DOCUMENT ▸
▽

Next, you see a definition of a class in IL, starting with the .class IL instruction. Notice this class, MainApp, derives from System.Object, the mother of all classes in .NET. Although we didn't derive MainApp from System.Object when we wrote this class earlier in Managed C++, C#, J#, or VB.NET, the compiler automatically added this specification for us because System.Object is the implicit parent of all classes that omit the specification of a base class.

Within this class, you see two methods. While the first method, Main( ), is a static method that we wrote earlier, the second method, .ctor( ), is automatically generated. Main( ) serves as the main entry point for our application, and .ctor( ) is the constructor that allows anyone to instantiate MainApp.

As this example illustrates, given a .NET PE file, we can examine all the metadata that is embedded within a PE file. The important thing to keep in mind here is that we can do this without the need for source code or header files. If we can do this, imagine the exciting features that the CLR or a third-party tool can offer by simply making intelligent use of metadata. Of course, everyone can now see your code, unless you use different techniques (e.g., obfuscation and encryption) to protect your property rights.

△

PROBLEM SET ▸
1 – According to the passage on the MainApp IL class, which class does MainApp derive from?
2 – Print the portion of the passage on the MainApp IL class that opens with the words containing "Within this class, you" and closes with "to instantiate MainApp.".
3 – Proceed with the passage on the MainApp IL class, continuing it from the point where it stops.

RECORDS SUPPLIED ▸
▽

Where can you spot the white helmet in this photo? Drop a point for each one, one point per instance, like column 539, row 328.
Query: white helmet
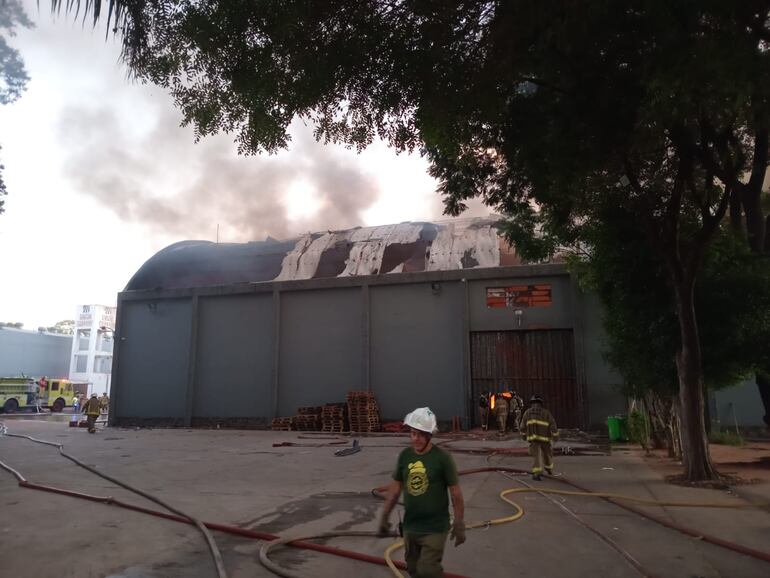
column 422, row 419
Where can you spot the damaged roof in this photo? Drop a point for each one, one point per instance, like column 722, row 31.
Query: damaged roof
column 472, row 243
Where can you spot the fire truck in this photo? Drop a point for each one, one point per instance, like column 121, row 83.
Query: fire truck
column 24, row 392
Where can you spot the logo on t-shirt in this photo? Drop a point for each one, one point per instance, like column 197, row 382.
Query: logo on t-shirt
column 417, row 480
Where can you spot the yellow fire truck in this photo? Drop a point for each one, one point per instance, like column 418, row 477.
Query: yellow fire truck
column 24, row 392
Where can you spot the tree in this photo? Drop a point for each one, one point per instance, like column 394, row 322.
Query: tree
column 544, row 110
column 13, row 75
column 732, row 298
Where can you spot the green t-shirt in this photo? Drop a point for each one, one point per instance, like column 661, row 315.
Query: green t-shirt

△

FINAL ANSWERS ▸
1 – System.Object

2 –
Within this class, you see two methods. While the first method, Main( ), is a static method that we wrote earlier, the second method, .ctor( ), is automatically generated. Main( ) serves as the main entry point for our application, and .ctor( ) is the constructor that allows anyone to instantiate MainApp.

3 –
2.3.3 Inspecting and Emitting Metadata

To load and inspect a .NET assembly to determine what types it supports, use a special set of classes provided by the .NET Framework base class library. Unlike API functions, these classes encapsulate a number of methods to give you an easy interface for inspecting and manipulating metadata. In .NET, these classes are collectively called the Reflection API, which includes classes from the System.Reflection and System.Reflection.Emit namespaces. The classes in the System.Reflection namespace allow you to inspect metadata within a .NET assembly, as shown in the following example:

using System;
using System.IO;

using System.Reflection;

public class Meta 
{
  public static int Main(  )
  {
    // First, load the assembly.
    Assembly a = Assembly.LoadFrom("hello.exe");

    // Get all the modules that the assembly supports.
    Module[] m = a.GetModules(  );

    // Get all the types in the first module.
    Type[] types = m[0].GetTypes(  );

    // Inspect the first type.
    Type type = types[0];
    Console.WriteLine("Type [{0}] has these methods:", type.Name);

    // Inspect the methods supported by this type.
    MethodInfo[] mInfo = type.GetMethods(  );
    foreach ( MethodInfo mi in mInfo )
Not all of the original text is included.